Reading passage:
--- START ---

This room is for a family of three - two adults and a nine-month old. Their baby is close to having lived the first year of her life here and this is the family's only room.

 

 

 

 

"[We are given] food that even animals will not eat."   

One of our clients, Abbas, was diagnosed with a rare form of cancer, and undertaking radiotherapy while at a hotel. He was diagnosed with ‘disease related malnutrition’ and prescribed supplements. The oncology dietician noted that as he lives in a hotel he has “no access to suitable foods to maintain stable weight during treatment. Current dietary intake causing abdominal pain and gastrointestinal issues.” In a later oncology review, it was noted that he had contracted scabies yet again, and he remained living in a hotel. Despite legal proceedings and extensive medical evidence, Abbas was not moved to dispersal accommodation by the Home Office. He was also asked to share a room with strangers, despite his significant physical and mental health conditions.   

"It was a depressive space because there were too many people and not enough space."  

Residents in hotels have reported rooms with mould; rotten carpets; unclean bedding; rooms smelling of sewage; broken beds; worn-out mattresses; mice and bed bugs.  

One client had rats running around his accommodation. As well as being unhygienic, this was particularly distressing for him because the prison where he was detained and tortured was overrun with rats and the sound of them triggers him and causes flashbacks.  

The use of hotels is not only harmful, but also eye-wateringly expensive. Private companies are paid more than £8 million a day to provide ‘contingency’ accommodation in hotels. The Home Office spent around £3.6 billion on asylum support costs in 2022/23, nearly double the amount spent in 2021/22 - about £2.28 billion of that was spent on hotel accommodation. And this cost is entirely the result of hostile government policies and mismanagement of the asylum system due to which the backlog of people waiting for decisions on their asylum claims has grown to historic levels. To manage this backlog, four years ago, the Home Office started to use what was called ‘contingency’ accommodation – hotels and ex-military barracks – for asylum housing. Despite the then Prime Minister pledging to end the use of hotels in 2023, hundreds remain open. 

Rather than addressing the underlying systemic problem of delays in decision making, the main attempt to reduce the use of hotels has been ‘Operation Maximise’, which has involved housing as many people as feasible in the same bedroom, with significant negative impact on those forced to room-share. Forced room-sharing can be very harmful to survivors of torture and trafficking, many of whom have significant mental health difficulties exacerbated by having no privacy and feeling unsafe.  

People seeking asylum are an inherently vulnerable population because of their experiences of war, conflict, torture, human trafficking and abuse. They face significant healthcare challenges and have a high prevalence of trauma symptoms. Those who are housed by the Home Office need appropriate access to food, privacy, safety, to be based within communities rather than in isolated rural areas, and accommodation which is suitable for their particular needs.  

We have witnessed how the awful living conditions, lack of privacy and nutritious food have impeded the recovery of those who have already endured extreme human cruelty. The conditions are so bad that one of our clients slept on an armchair in the corridor every night after having moved to a shared room as he felt safer there than in a room shared with a stranger. This young person had experiences of sexual victimisation in childhood.  

The use of hotels at current levels is a very recent phenomenon and has been a political choice, instead of a necessity. Repairing the broken system of housing people seeking asylum requires addressing the broken asylum system as a whole.

--- END ---

Data listing:
--- START ---

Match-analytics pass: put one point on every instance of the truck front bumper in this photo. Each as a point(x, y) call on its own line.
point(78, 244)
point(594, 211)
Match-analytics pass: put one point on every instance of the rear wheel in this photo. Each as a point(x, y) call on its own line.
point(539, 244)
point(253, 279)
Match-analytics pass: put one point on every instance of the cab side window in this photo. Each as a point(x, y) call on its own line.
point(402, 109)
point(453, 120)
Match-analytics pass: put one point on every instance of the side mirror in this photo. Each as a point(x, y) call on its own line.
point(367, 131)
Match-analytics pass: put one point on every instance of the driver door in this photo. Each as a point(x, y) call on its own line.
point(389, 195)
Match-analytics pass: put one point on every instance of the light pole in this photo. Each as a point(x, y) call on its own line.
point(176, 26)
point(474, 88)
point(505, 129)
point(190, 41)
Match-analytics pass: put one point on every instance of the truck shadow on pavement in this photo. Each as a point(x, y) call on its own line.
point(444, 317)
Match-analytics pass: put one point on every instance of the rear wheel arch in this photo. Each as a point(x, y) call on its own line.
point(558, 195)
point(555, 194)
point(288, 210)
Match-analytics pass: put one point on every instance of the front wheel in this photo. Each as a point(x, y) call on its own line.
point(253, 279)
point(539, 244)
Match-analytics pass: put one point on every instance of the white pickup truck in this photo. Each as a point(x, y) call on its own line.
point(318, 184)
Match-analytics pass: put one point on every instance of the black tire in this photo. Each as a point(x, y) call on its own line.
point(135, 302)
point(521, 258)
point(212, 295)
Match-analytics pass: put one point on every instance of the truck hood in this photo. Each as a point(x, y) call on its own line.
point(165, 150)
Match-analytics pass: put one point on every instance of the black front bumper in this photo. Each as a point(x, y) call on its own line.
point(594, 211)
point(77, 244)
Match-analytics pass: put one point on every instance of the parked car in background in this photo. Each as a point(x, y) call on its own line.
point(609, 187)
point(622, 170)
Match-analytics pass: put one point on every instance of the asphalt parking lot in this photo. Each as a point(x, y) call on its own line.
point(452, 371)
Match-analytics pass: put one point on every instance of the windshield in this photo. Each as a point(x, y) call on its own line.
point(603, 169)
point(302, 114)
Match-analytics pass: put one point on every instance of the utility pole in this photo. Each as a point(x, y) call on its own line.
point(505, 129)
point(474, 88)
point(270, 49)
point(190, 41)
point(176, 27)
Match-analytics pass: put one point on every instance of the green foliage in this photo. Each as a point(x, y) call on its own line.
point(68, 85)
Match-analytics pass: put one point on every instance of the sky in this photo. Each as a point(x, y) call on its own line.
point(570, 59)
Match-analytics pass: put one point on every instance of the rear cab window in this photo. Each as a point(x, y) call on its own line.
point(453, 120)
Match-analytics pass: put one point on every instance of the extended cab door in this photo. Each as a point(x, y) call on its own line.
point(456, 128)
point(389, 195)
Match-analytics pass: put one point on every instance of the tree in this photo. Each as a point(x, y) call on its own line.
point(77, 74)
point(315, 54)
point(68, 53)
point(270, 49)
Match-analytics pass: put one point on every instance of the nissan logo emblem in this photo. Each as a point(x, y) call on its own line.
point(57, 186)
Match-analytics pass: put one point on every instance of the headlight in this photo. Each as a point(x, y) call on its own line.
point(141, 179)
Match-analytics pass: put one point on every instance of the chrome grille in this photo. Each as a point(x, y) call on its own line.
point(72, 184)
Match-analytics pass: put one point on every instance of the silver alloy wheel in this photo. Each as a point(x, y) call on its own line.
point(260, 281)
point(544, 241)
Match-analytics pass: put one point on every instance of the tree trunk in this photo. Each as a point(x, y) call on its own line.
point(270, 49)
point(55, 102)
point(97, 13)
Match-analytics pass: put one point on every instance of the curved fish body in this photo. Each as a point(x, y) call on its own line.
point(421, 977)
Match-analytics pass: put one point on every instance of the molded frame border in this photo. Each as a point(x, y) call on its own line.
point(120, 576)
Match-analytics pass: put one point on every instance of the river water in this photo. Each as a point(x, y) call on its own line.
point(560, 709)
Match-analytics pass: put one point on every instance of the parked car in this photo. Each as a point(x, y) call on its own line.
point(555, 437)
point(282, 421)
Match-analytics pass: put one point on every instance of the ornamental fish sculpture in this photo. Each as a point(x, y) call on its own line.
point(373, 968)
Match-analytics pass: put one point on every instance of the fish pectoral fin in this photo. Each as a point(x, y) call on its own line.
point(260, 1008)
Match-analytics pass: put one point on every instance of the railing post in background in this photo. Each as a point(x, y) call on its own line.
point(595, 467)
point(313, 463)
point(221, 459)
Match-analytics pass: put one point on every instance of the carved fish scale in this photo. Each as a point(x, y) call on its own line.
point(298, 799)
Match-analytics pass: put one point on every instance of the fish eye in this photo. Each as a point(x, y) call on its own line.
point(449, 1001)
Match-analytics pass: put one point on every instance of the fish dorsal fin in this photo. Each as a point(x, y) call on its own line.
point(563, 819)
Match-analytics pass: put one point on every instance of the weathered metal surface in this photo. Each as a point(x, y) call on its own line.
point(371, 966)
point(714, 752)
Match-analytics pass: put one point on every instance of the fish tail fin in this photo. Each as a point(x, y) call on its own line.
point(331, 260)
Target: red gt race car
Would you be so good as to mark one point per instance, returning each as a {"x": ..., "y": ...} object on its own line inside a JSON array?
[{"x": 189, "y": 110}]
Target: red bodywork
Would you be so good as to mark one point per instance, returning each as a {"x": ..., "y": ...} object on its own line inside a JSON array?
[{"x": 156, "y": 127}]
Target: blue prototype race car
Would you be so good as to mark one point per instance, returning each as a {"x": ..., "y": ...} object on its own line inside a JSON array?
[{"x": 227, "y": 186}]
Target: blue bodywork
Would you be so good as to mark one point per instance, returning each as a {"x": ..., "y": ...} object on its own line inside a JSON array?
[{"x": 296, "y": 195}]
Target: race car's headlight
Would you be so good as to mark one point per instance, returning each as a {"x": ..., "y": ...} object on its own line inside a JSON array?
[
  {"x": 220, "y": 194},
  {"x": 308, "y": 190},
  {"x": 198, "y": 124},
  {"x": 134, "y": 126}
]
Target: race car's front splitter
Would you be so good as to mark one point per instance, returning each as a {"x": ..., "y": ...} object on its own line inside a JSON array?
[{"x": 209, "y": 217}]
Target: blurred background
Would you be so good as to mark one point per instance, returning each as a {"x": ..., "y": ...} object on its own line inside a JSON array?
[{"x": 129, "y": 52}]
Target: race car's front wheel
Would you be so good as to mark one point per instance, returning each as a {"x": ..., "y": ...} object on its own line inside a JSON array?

--- END ---

List of tasks:
a) From the text on asylum hotels, return the part starting with "The use of hotels is" and going on through "hundreds remain open.".
b) In the text on asylum hotels, roughly how much of the Home Office's asylum support spending in 2022/23 went to hotel accommodation?

Solutions by task:
a)
The use of hotels is not only harmful, but also eye-wateringly expensive. Private companies are paid more than £8 million a day to provide ‘contingency’ accommodation in hotels. The Home Office spent around £3.6 billion on asylum support costs in 2022/23, nearly double the amount spent in 2021/22 - about £2.28 billion of that was spent on hotel accommodation. And this cost is entirely the result of hostile government policies and mismanagement of the asylum system due to which the backlog of people waiting for decisions on their asylum claims has grown to historic levels. To manage this backlog, four years ago, the Home Office started to use what was called ‘contingency’ accommodation – hotels and ex-military barracks – for asylum housing. Despite the then Prime Minister pledging to end the use of hotels in 2023, hundreds remain open.

b) About £2.28 billion.